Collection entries

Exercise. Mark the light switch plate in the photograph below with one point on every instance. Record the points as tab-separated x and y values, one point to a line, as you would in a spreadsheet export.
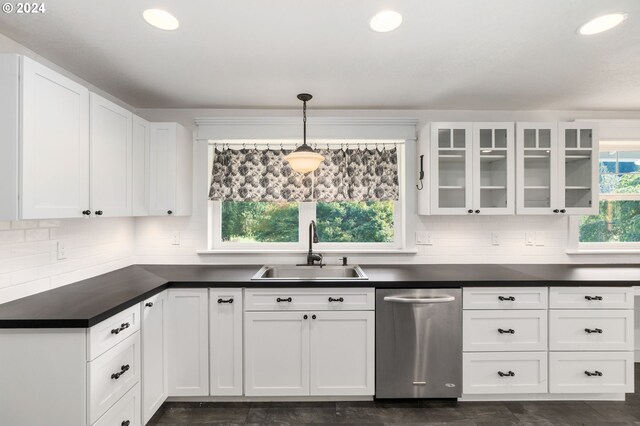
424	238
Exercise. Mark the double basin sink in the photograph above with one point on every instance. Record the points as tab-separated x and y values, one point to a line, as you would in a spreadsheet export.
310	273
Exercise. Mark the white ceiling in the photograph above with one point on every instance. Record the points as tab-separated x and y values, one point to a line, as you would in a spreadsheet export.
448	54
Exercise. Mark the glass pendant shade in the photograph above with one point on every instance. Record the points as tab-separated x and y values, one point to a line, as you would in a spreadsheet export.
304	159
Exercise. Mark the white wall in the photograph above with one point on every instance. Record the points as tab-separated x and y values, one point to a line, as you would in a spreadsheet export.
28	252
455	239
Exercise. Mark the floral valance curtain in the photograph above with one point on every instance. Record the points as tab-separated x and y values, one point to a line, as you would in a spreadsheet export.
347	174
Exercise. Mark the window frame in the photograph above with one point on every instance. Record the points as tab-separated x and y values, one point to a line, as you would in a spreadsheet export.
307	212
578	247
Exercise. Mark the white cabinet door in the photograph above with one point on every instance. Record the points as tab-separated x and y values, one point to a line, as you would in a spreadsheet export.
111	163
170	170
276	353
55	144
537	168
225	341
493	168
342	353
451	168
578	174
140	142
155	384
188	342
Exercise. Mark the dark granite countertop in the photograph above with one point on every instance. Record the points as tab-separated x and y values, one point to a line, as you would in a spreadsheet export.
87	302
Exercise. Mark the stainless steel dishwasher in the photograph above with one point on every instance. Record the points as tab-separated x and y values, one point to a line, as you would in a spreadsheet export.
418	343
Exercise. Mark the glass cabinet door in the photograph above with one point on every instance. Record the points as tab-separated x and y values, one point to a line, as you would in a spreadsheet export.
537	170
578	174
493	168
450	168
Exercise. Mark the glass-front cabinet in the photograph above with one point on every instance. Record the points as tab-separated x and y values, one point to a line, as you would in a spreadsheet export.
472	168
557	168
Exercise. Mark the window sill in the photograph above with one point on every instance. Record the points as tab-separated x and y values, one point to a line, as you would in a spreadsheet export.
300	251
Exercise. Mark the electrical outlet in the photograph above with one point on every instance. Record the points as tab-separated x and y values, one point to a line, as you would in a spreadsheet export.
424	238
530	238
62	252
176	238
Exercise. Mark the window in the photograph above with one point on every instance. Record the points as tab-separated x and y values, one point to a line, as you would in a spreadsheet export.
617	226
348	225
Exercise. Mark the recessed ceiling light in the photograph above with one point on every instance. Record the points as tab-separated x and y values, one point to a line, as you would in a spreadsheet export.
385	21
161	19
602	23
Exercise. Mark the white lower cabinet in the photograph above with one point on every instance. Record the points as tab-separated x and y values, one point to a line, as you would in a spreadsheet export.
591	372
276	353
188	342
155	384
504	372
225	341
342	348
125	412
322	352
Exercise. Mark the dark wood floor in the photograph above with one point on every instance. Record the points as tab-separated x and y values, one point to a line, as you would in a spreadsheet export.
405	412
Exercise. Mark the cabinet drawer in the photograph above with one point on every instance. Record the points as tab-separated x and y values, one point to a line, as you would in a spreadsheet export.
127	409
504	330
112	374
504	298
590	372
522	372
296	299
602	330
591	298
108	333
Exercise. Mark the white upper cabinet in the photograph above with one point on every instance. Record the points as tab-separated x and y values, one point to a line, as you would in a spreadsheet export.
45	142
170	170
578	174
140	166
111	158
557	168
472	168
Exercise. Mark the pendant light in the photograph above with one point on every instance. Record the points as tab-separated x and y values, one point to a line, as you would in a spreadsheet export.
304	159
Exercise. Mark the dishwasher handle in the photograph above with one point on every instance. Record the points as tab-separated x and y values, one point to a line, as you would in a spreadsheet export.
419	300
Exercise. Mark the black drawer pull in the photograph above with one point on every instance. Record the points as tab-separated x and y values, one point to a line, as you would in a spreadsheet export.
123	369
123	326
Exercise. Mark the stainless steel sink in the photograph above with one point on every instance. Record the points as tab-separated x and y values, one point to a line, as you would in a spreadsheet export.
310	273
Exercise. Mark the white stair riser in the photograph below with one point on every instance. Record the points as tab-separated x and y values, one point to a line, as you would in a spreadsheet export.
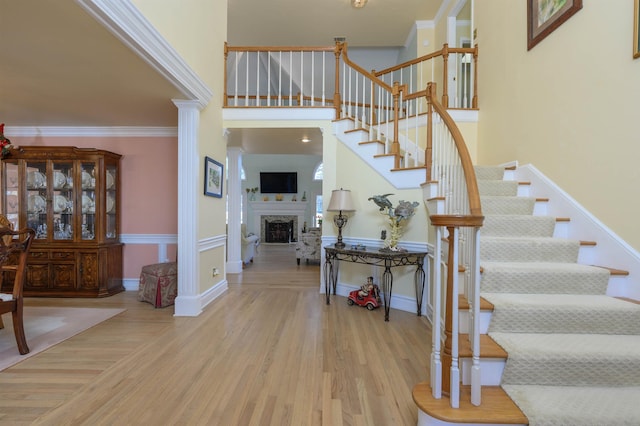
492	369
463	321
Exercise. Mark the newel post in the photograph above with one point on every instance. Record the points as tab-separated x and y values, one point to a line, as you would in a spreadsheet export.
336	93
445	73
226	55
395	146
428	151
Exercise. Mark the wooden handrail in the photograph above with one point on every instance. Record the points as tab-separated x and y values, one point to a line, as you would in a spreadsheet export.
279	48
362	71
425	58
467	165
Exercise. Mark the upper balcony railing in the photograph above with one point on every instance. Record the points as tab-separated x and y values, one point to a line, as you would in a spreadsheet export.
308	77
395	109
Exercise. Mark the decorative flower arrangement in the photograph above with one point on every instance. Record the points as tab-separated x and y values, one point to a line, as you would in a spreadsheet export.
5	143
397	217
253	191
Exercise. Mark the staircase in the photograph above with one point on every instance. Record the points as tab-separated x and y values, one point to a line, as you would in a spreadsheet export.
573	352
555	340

Exercise> Leave the pictures out and reproduce each record exactly as written.

The reply>
Exercise. Mark the light switch plate in the photograph below with one point on every instance. Record the points as tab-separated x and y values, one point to a line, as you would in a spreadsheet export.
424	238
Exercise. Mark the double basin sink in the photograph above with one point on every instance. Record the points as tab-separated x and y values, one point to a line, as you would in a spreadsheet export.
310	273
Exercise. Mark the white ceiling in the photograph above with one point on every instance. Record the points as tab-separated x and y values, one point to a line, as you would in a spreadsheet export.
448	54
Exercise. Mark the glass pendant shade in the photograph above with one point on every instance. Record the points as tab-separated x and y values, one point to a line, as you would in a spreadsheet export.
304	159
Exercise. Mark the white wall in the photograph above with one point on every instance. Record the points as tab-separated x and y values, one point to a line, as you would in a spreadsheet export.
28	252
455	239
Exercise. Mark the floral valance curtain in the photograph above with one point on every instance. Record the points as tab-separated x and y values, one point to a line, as you would in a spreadsheet export.
347	174
Exercise. Mark the window frame in the photograph above with one point on every instance. Record the points as tab-separated x and y values, one point to a line, as you would in a spreadsheet export.
307	212
578	247
Exercise. Mark the white cabinet door in the photograph above with one point on every instance. Record the points as tab-separated x and y values, one point to a line, as you would in a spreadsheet export.
111	163
170	170
276	353
55	144
537	168
225	341
493	168
342	353
451	168
578	174
140	142
155	384
188	342
Exercise. Mark the dark granite countertop in the photograph above with one point on every instance. Record the points as tab-separated x and y values, one point to a line, as you would in a spreadsheet export.
87	302
Exercise. Mark the stainless steel dishwasher in the photograph above with one point on every instance. Record the points as tab-separated x and y values, one point to a line, as you would in a spreadsheet export.
418	343
Exercise. Mark the glass cabinet door in the photograph above with one point on every instance. Record the points as tab-separated x and y values, one point to a line, as you would in a spreadsheet export.
537	170
578	174
493	168
450	168
Exercise. Mark the glass-front cabinet in the photograph above with one point on every instance. Record the points as tab-separated x and y values, one point to a line, as you would in a spreadsheet export.
472	168
557	168
Exercise. Mark the window sill in the photograph above with one point on every instance. Record the points as tab-separated x and y values, one point to a line, as you would in a spreadsheet export.
300	251
Exercise. Mark the electrical outlet in the photograph above with one point on every instance. Record the points as tab-separated x and y values, one point to a line, as you would in a spreadsheet export.
424	238
530	238
62	252
176	238
Exercise. Mark the window in the photograph above with one point on every instance. Record the points as tab-separated x and y values, one point to a line, as you would in a spreadsheet export.
617	226
348	225
Exercise. Mark the recessed ceiling light in the photograph above with one point on every instance. Record the points as tab-separated x and y values, one point to a line, as you would in a spreadsheet export.
385	21
161	19
602	23
Exercise. Mark the white lower cabinet in the photograph above with one point on every instance. Record the points as tab-separated x and y values, one point to a line, as you would in a spreadsheet export.
591	372
276	353
188	342
155	384
504	372
225	341
342	348
125	412
322	352
Exercise. Mark the dark wood floor in the photograph above with one point on every instance. Record the points as tab-separated x and y values, one point to a line, as you would in a spreadsheet export.
405	412
Exercise. Mark the cabinet drawer in the photograph above with one point on every instance. Record the points as tab-separated x and y values, one point to a line, as you would in a spreadsheet export.
127	409
504	330
112	374
504	298
590	372
522	372
296	299
602	330
591	298
108	333
Exercise. Mark the white upper cabinet in the photograph above with one point on every instance. Record the points as tab-separated x and y values, one point to a line, as you would in a spreadsheet export.
45	142
170	170
578	174
140	166
111	158
557	168
472	168
Exercise. Mark the pendant light in the photograph above with one point on every instance. Record the points as tab-separated x and y values, one point to a line, as you would in a spreadsheet export.
304	159
Exercise. Mark the dishwasher handle in the photograph above with one point on every instance. Record the points as tab-separated x and y values, one point to a line, as you would in a spreadsheet export.
419	300
Exercise. Mark the black drawer pull in the photograph above with one point on every instance. Record the points as tab-separated x and y values, one point to a line, as you would in a spreadsheet export.
123	369
123	326
Exercise. Mark the stainless steel sink in the photograph above with one point on every instance. Record the points as tab-separated x and y values, one point to a line, as you would in a spreadsheet export.
310	273
Exercise. Mark the white stair riser in the photograph below with one point on every instance. Record the points as tab-separated x and y values, one point to a line, as you would in a spreadsheet export.
492	369
463	321
Exercise. Mark the newel post in the photograph above with one point on every instance. Record the points as tab-separated x and y values, one point to a line, as you would in a spreadsheet export.
336	93
445	73
226	55
395	146
428	151
Exercise. Mark the wooden handrail in the photograph above with one point on every instance. Record the points as tab-separated x and y values, one point to a line, as you would in a spreadsheet export.
279	48
362	71
425	58
467	165
Exercise. Mark the upper balcony railing in the photograph above with one point on every instance. Record the points as tab-separated x and y values, one point to a line, as you would in a spreadsheet export.
308	77
395	109
Exercise. Mark the decorative flower arrangement in the photograph above with one point on every instance. Record the points as tab-separated x and y values, one point to a line, as you would in a spreadsheet export.
5	143
397	217
253	191
Exercise. Mark the staircase in the photograph above with one point on every instance. Record the points as tab-separated x and y values, one point to a line, as you would in a spreadsheet export.
573	352
555	340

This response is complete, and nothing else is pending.